### Tarefas propostas:
A: No texto sobre os equilíbrios naturais, o que têm os cientistas do ambiente procurado fazer com os ecossistemas?
B: Indique todas as formas verbais do pretérito perfeito composto presentes no texto sobre os equilíbrios naturais.
C: Prossiga o texto sobre os equilíbrios naturais a partir da sua última frase.

### Excerto selecionado:
+ + + + + + +

Estes exemplos acima mostram como as relações naturais são de complexidade muito maior, do que imaginadas pelos humanos, ao longo da História. O ser humano tem sido frequentemente perturbador dos delicados equilíbrios naturais. Os cientistas do ambiente têm experimentado recuperar ecossistemas, devolvendo-os ao seu estado primitivo, em diversidade de espécies e em produtividade em biomassa. Infelizmente, têm tido muitos fracassos e poucos sucessos.

+ + + + + + +

### Os dados:
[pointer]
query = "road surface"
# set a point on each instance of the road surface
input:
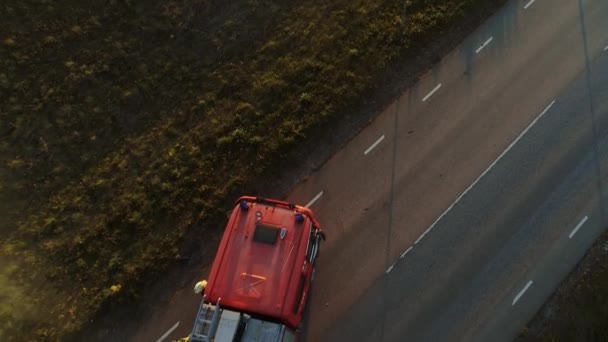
(456, 213)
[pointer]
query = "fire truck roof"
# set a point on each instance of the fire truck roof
(258, 265)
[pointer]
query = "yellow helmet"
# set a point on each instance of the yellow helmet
(200, 286)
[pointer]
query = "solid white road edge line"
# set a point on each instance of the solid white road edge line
(521, 293)
(484, 44)
(168, 332)
(486, 171)
(312, 201)
(578, 226)
(529, 4)
(431, 93)
(369, 149)
(406, 251)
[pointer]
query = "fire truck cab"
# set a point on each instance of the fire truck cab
(260, 279)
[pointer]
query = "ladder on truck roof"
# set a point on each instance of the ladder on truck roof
(214, 323)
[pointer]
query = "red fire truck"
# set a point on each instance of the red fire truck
(261, 276)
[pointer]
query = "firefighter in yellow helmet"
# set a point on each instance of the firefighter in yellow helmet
(200, 287)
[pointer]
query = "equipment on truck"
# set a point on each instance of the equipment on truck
(260, 279)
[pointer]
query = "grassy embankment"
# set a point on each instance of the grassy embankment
(125, 124)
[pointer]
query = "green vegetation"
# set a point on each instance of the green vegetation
(125, 124)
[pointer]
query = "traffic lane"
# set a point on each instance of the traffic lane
(443, 169)
(351, 198)
(432, 288)
(529, 173)
(510, 315)
(352, 214)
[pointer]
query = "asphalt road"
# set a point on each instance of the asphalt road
(449, 218)
(509, 226)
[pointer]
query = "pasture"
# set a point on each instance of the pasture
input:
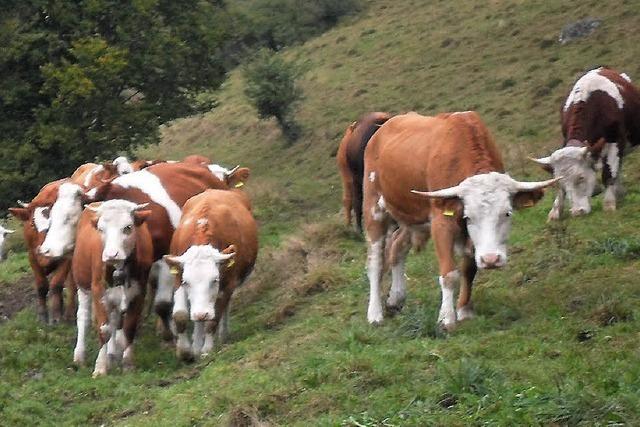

+ + + + + + +

### Respostas por tarefa:
A: Recuperá-los, devolvendo-os ao seu estado primitivo em diversidade de espécies e em produtividade em biomassa.

B: tem sido, têm experimentado, têm tido

C:
Os jogos de poder nas sociedades humanas são, por vezes, equiparados aos atos de predação de animais no estado selvagem. Este tipo de comparação não tem nada de científico; mostra a ignorância de quem usa estes exemplos («o leão e a gazela», etc...). Com efeito, a predação é um processo complexo de interação entre a espécie-presa e a predadora. Os predadores têm tendência a atacar os mais fracos, devido à idade, a ferimentos, ou a doença. Este facto de predação preferencial, favorece as presas mais robustas, mais saudáveis, tendo portanto o efeito de apurar, constante e espontaneamente, suas capacidades físicas e - em especial - as capacidades das presas em escapar aos predadores. O simétrico também é verdadeiro, pois as espécies-presa - ao serem difíceis da capturar - exercem pressão sobre a população dos predadores, seleccionando aqueles mais capazes de levarem a cabo a caça.
Aliás, é bem conhecido e observado o comportamento de que os predadores não atacam presas quando têm a barriga cheia. A predação natural, em circunstâncias não falseadas pela intervenção humana, parece-se mais com um «podar as hastes e ramos duma árvore».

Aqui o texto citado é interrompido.